Berikut adalah beberapa faktor yang akan membantu membedakan kedua gangguan mental ini.
1. Stres bisa berubah menjadi depresi
Dalam beberapa kasus, stres berat yang tidak ditangani dengan baik dapat meningkatkan risiko Anda untuk mengalami depresi.
Saat Anda mengalami stres terus-menerus tanpa menemukan solusi atau dukungan yang tepat, kelelahan emosional tentu meningkat. Hal ini yang pada akhirnya bisa memicu gejala depresi.
2. Gejala depresi lebih parah
Beberapa kalangan mungkin sering bertanya, “Lebih parah stres atau depresi?” Perlu dipahami bahwa depresi cenderung lebih parah atau intens dibandingkan dengan stres.
Umumnya, gejala stres dapat mereda setelah pemicunya diatasi. Lain hal dengan depresi yang cenderung memiliki gejala yang lebih intens dan menetap.
Depresi bisa berlangsung selama enam bulan atau lebih. Pengidap depresi umumnya kesulitan menjalani kegiatan sehari-sehari, seperti bekerja, belajar, atau berkendara secara normal.
3. Depresi cenderung lebih berbahaya
Studi dalam jurnal Psychiatry Investigation (2020) menyebutkan bahwa pengidap depresi punya peluang 58% lebih tinggi untuk mengalami obesitas.

**Data Masukan:**
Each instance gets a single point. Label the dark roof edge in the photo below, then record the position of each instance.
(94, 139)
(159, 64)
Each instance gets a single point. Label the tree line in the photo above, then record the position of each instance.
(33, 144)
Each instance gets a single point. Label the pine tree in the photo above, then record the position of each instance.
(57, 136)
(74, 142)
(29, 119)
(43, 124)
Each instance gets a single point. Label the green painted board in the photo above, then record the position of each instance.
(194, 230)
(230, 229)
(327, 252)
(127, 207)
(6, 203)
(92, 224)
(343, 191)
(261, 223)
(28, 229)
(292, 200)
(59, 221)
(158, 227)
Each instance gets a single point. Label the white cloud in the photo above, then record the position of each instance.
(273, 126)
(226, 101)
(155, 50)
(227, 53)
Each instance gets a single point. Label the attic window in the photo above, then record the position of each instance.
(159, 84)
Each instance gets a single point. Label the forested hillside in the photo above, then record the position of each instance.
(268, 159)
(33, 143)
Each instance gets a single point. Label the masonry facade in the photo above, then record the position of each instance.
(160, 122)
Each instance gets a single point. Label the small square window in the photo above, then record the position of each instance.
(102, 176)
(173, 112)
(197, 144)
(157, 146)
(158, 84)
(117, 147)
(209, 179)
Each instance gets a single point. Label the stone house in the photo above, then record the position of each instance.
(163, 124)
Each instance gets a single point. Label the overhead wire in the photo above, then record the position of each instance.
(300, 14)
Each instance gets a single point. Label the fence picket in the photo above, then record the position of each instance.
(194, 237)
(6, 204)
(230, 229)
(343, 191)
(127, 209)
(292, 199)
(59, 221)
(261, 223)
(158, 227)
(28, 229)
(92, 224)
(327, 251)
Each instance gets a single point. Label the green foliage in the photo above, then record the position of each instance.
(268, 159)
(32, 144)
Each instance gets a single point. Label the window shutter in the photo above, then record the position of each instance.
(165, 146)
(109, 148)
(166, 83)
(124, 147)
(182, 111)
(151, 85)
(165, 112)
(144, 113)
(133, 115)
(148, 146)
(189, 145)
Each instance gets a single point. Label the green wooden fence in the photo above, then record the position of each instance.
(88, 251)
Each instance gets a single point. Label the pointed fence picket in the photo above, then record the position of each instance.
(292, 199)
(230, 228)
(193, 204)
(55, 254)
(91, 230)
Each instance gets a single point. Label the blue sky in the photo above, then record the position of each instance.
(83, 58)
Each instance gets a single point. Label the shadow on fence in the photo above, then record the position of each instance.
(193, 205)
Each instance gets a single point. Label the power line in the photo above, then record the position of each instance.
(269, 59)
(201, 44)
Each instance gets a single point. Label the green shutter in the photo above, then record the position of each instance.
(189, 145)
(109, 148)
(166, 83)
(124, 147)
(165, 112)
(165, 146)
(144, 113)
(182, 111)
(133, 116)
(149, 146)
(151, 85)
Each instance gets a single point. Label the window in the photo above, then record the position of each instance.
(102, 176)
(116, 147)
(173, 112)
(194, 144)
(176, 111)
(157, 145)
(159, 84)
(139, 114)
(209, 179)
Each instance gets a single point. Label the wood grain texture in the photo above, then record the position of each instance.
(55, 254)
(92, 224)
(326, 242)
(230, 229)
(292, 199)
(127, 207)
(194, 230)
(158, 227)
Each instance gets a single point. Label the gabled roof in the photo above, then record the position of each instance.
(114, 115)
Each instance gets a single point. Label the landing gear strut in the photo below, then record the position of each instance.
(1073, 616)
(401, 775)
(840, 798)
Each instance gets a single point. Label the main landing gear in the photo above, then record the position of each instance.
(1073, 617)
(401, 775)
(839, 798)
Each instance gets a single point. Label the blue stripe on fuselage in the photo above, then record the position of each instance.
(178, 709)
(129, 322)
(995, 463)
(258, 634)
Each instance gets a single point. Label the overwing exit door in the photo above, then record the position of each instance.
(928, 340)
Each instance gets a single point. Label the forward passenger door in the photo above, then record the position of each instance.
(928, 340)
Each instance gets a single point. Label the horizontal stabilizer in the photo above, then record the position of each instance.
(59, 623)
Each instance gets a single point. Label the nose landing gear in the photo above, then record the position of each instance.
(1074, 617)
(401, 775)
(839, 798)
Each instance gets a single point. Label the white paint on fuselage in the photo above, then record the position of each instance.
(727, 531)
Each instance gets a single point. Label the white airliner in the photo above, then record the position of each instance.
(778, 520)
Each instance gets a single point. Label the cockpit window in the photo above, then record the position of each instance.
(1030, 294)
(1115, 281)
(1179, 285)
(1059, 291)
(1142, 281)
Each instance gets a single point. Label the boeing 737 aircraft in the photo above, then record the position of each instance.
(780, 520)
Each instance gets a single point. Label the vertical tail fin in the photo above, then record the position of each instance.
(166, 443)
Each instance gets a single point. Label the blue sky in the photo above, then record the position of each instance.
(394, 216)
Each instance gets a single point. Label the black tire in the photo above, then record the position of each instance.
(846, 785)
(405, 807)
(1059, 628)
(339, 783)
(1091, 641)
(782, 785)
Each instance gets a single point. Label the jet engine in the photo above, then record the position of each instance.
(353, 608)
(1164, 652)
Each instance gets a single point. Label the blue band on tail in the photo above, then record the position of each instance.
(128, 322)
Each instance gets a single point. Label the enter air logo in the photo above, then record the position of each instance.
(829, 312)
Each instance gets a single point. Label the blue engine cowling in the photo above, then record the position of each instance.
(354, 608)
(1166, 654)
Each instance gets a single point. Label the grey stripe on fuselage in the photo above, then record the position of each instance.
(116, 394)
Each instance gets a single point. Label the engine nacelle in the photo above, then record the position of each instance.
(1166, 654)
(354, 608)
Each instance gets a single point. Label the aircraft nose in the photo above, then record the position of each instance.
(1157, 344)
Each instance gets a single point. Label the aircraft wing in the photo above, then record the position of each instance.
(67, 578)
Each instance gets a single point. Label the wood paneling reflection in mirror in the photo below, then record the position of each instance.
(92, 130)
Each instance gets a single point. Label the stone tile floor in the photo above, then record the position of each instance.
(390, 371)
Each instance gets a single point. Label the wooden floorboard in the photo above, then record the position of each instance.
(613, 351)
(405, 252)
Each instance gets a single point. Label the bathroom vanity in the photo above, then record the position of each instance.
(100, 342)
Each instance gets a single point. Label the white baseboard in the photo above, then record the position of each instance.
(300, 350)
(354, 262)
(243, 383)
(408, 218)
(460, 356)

**Uraian Tugas:** Teruskan tulisan tentang stres dan depresi setelah kalimat terakhirnya. Item-item ini diambil dari sumber yang berbeda.

**Hasil:**
Depresi pada usia muda juga bisa menurunkan fungsi otak sehingga dapat meningkatkan risiko stroke dan penyakit Alzheimer.
Dalam kasus parah, orang dengan depresi berat cenderung memiliki pemikiran untuk menyakiti diri sendiri bahkan keinginan bunuh diri.
4. Depresi bisa muncul tanpa sebab
Stres biasanya muncul karena situasi tertentu, seperti tekanan pekerjaan, konflik keluarga, atau masalah keuangan. Ketika situasi tersebut mulai membaik, stres pun akan berkurang.
Sebaliknya, depresi bisa muncul tanpa pemicu yang jelas. Seseorang yang tampaknya memiliki kehidupan yang baik sekalipun bisa mengalami gangguan mental ini.
Sejumlah faktor yang diduga berisiko memicu depresi adalah faktor genetik, ketidakseimbangan zat kimia di dalam otak, trauma masa kecil, hingga riwayat penyakit tertentu.
5. Perubahan pola tidur yang berbeda
Baik stres ataupun depresi bisa menyebabkan gangguan tidur, tetapi dalam pola yang berbeda.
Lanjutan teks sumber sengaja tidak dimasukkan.